### INSTRUCTIONS TO FOLLOW
Your answer must be every line of the data that holds the string "each".

==== RECORD EXCERPTS ====

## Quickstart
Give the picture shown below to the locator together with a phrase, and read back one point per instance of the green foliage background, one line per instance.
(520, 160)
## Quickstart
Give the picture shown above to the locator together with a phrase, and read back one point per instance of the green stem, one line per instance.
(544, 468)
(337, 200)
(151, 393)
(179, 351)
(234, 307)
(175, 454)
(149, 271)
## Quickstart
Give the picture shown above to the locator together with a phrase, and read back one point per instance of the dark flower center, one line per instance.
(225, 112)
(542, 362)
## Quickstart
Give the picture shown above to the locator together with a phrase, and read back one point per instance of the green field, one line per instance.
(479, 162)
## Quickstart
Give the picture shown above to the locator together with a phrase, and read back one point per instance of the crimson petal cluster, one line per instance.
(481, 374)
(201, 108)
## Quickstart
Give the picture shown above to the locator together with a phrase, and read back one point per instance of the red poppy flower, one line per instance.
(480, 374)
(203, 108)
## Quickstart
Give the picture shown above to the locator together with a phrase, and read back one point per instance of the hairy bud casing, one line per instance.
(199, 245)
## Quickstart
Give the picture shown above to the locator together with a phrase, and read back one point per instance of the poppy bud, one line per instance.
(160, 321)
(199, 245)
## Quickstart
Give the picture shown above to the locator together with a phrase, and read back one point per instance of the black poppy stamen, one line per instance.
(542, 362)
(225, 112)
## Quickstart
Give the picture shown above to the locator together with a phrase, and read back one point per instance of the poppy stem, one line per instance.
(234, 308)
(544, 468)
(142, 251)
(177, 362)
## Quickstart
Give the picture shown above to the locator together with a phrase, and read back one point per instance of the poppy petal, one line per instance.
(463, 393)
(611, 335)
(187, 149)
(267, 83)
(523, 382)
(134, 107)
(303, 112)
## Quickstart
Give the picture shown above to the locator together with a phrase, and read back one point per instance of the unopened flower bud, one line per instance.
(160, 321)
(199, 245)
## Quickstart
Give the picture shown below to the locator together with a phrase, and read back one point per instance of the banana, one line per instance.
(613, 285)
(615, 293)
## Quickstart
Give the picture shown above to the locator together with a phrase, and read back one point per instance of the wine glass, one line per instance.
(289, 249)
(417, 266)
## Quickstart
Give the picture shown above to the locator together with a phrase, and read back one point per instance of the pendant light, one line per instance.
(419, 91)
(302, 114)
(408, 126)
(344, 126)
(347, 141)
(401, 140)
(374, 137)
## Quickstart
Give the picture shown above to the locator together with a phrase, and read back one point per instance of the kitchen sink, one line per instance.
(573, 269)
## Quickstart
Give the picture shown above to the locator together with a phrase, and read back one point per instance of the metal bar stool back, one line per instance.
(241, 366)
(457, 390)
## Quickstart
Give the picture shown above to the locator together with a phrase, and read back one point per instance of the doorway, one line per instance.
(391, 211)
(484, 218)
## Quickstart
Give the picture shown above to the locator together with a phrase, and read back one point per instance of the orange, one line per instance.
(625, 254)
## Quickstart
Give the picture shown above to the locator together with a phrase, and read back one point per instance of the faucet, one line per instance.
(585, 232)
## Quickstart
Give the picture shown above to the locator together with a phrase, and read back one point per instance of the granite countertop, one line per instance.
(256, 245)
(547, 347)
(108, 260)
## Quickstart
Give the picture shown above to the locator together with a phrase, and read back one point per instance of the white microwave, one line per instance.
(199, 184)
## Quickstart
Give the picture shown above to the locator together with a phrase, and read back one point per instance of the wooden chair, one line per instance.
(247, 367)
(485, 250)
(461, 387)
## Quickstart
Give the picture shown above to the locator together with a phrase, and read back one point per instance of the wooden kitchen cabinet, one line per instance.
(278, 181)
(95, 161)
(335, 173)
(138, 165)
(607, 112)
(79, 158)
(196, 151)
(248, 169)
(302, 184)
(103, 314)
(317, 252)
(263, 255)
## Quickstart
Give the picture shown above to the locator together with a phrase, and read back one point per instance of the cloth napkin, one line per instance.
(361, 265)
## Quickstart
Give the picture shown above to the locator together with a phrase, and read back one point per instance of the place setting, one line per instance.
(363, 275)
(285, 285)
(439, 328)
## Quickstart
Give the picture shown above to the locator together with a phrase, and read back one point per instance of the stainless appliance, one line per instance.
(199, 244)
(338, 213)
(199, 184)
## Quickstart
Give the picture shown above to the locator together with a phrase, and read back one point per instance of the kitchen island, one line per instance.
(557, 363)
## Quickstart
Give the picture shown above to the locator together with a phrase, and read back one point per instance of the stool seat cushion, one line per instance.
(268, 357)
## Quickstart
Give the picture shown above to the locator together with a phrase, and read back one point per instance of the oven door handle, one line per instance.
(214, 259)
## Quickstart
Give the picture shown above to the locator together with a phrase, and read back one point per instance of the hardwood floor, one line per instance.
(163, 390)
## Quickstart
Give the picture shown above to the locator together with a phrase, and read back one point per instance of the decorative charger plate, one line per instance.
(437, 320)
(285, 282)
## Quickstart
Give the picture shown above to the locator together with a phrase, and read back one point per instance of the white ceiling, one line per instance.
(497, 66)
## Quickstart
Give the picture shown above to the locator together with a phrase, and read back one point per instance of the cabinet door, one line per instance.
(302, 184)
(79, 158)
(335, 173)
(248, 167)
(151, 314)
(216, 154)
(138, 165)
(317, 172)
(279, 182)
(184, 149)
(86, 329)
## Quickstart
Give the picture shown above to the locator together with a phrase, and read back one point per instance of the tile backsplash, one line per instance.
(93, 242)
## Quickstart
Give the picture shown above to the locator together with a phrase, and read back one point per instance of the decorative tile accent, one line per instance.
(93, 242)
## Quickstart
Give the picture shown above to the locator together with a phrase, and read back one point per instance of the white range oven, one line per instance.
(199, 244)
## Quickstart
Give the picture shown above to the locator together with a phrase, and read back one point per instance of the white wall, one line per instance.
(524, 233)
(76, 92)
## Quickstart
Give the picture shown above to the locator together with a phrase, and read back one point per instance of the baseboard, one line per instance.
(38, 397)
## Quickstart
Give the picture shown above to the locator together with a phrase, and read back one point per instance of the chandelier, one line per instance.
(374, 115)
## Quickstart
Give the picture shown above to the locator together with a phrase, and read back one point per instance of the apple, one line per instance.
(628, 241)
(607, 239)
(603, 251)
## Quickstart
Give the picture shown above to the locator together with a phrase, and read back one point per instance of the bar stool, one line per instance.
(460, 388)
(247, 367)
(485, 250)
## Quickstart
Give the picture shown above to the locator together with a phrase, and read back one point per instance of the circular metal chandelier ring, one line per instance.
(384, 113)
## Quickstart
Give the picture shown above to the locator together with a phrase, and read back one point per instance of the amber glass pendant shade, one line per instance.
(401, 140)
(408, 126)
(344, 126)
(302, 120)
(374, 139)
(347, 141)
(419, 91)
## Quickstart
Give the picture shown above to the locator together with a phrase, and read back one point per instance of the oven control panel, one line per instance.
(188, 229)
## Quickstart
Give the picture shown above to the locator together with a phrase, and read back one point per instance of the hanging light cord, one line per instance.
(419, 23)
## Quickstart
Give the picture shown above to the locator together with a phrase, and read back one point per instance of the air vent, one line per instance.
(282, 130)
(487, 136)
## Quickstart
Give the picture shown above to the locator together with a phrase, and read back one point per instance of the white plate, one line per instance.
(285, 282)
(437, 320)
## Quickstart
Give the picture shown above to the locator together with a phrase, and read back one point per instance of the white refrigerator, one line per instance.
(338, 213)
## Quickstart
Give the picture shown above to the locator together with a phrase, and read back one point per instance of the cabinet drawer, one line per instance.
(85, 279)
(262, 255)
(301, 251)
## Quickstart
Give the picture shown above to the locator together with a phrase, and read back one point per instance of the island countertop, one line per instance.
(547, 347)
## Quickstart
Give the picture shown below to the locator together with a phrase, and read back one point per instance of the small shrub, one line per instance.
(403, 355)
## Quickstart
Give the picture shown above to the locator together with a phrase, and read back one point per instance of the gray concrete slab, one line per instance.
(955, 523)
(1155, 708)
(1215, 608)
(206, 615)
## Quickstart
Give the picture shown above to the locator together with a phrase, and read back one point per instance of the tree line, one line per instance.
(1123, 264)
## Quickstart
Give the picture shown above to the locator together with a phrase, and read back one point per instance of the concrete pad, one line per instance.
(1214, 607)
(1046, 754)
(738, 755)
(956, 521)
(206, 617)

====
==== RECORD EXCERPTS ====

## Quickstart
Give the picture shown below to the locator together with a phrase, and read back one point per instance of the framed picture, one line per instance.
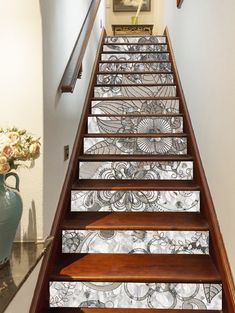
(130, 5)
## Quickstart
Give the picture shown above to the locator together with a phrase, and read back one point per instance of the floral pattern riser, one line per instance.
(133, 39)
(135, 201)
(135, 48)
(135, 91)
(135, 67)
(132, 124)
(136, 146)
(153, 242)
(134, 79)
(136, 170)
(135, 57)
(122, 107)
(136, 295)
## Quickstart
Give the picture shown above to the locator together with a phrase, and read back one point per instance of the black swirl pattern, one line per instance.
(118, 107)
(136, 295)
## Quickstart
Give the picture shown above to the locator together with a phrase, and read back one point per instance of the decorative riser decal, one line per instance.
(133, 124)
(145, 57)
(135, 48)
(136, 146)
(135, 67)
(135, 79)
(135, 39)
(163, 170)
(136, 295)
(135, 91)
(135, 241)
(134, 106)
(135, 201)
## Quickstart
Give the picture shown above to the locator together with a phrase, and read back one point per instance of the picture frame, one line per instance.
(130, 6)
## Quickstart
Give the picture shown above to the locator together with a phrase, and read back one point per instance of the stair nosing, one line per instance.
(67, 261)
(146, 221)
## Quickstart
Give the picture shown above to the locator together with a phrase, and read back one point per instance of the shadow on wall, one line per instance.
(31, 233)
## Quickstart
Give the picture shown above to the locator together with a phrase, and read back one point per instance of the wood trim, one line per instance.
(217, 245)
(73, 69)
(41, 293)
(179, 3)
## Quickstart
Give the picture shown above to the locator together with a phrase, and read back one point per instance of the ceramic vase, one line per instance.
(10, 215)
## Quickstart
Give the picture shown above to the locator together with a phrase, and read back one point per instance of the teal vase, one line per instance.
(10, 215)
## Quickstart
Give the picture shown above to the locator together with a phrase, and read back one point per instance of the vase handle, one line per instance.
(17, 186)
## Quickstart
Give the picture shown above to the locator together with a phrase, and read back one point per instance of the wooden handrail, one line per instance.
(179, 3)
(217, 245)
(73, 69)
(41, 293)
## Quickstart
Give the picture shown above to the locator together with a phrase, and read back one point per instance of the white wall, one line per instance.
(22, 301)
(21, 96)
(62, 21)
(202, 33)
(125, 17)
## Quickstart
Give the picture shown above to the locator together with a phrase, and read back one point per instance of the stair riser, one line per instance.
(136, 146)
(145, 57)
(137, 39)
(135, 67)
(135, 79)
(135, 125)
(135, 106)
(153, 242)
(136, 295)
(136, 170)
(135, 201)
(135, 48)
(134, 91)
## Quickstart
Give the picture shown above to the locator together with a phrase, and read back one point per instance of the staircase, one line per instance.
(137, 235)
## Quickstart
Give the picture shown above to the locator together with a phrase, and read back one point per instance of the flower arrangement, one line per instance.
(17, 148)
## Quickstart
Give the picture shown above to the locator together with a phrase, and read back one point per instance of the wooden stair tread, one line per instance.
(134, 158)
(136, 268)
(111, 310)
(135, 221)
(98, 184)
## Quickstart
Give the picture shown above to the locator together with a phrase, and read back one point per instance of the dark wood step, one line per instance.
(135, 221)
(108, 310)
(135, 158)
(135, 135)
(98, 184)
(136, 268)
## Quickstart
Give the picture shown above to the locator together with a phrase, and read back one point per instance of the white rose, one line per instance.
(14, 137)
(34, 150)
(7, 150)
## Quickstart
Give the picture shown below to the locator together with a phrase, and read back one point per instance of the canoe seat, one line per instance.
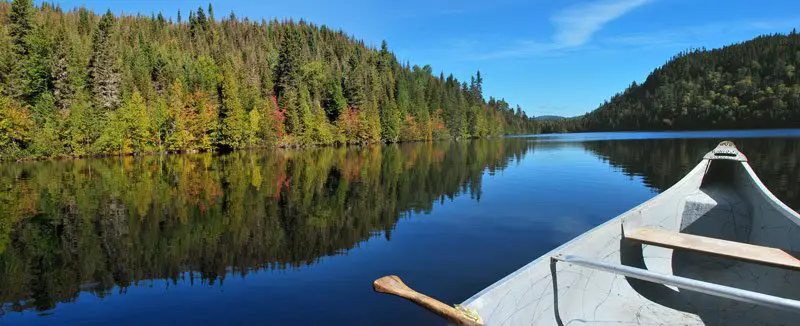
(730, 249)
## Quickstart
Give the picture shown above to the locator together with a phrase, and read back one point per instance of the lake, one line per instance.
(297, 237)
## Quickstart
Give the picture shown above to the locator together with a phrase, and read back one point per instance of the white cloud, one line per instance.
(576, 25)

====
==== RECORD EXCERPTS ====

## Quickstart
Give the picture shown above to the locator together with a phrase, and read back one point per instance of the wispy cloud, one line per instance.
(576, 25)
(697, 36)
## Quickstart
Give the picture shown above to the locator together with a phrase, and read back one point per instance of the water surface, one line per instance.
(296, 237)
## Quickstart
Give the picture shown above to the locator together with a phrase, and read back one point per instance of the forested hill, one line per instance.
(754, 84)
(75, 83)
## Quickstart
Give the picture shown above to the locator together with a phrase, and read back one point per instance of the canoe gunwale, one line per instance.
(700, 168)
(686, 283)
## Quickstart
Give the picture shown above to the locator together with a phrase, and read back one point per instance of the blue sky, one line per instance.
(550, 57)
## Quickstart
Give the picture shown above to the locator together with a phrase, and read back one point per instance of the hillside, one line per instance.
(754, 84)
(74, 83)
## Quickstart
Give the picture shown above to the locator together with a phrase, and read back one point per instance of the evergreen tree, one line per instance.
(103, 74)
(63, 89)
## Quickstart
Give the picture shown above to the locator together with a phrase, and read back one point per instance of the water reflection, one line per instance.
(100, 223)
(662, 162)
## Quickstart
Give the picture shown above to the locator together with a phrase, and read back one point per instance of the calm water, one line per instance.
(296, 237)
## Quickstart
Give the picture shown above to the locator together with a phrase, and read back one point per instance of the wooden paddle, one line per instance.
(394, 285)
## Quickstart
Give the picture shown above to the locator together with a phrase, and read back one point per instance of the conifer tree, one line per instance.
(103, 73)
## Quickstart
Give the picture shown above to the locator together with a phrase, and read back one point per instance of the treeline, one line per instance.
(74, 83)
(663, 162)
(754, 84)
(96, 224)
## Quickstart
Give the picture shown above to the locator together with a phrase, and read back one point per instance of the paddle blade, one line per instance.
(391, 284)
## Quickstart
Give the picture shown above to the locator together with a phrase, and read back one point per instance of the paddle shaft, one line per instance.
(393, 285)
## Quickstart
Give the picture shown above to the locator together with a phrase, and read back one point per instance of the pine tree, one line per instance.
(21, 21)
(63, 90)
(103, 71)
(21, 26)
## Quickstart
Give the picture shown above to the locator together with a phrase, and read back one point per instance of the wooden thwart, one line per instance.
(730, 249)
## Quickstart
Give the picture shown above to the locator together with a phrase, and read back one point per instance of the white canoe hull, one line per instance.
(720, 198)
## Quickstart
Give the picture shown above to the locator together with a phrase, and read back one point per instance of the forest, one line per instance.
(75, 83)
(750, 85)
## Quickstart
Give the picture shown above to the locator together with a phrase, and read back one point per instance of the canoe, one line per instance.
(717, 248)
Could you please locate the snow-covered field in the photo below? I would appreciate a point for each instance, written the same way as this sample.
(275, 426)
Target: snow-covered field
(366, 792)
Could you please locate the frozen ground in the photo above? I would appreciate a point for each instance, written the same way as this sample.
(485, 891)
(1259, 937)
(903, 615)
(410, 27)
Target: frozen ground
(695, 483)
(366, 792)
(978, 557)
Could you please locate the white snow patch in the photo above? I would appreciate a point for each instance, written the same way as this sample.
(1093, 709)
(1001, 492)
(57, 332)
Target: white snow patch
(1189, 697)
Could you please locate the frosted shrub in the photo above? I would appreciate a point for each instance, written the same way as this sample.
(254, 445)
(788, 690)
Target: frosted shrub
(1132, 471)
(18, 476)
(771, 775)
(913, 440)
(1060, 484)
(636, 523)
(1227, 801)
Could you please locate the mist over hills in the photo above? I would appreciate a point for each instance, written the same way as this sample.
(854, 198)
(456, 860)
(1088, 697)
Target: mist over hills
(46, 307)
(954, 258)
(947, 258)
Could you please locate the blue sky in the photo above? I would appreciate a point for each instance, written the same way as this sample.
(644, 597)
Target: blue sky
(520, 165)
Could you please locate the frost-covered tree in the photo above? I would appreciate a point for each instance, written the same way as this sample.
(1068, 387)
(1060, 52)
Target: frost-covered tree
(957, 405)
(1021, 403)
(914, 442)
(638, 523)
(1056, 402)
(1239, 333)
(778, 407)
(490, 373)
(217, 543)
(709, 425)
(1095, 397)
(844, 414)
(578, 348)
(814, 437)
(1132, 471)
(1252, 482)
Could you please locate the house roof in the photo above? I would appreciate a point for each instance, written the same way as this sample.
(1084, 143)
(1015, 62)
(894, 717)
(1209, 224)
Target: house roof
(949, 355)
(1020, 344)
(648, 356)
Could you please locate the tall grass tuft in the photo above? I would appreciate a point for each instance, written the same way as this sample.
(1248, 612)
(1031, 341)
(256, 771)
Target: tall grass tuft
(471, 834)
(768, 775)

====

### YOUR SOLUTION
Could you please locate the snow-covered field in the photo below? I would appreciate a point for each instance, written the same way as this sample.
Could you please locate the frozen ground in the photo above? I would appreciate a point for each instance, written the same way as this sample.
Could you please locate the white snow patch in the photo above? I would appreciate a point for each instance, written the same way as this sample.
Could you please locate the frosted shrub in the photo above? I would appreciate a point for each instance, written the same way as this sample.
Could you please locate the mist over hills in the photo above? I would appreciate a point for each instance, written the same way as this sample.
Could you please locate the blue sky in the photo above? I would appreciate a point for each instance, written the same way as this sample.
Could you please locate the frost-covered tree in the photo above? I would appreciate a point for each instance, written the same way as this sample.
Could you please locate the house roof in the photo above? I would appreciate a point for each instance, written the same way as this sample.
Could you please locate the tall grass tuft in the photo above? I would appreciate a point for each instance, written the same way as this sample.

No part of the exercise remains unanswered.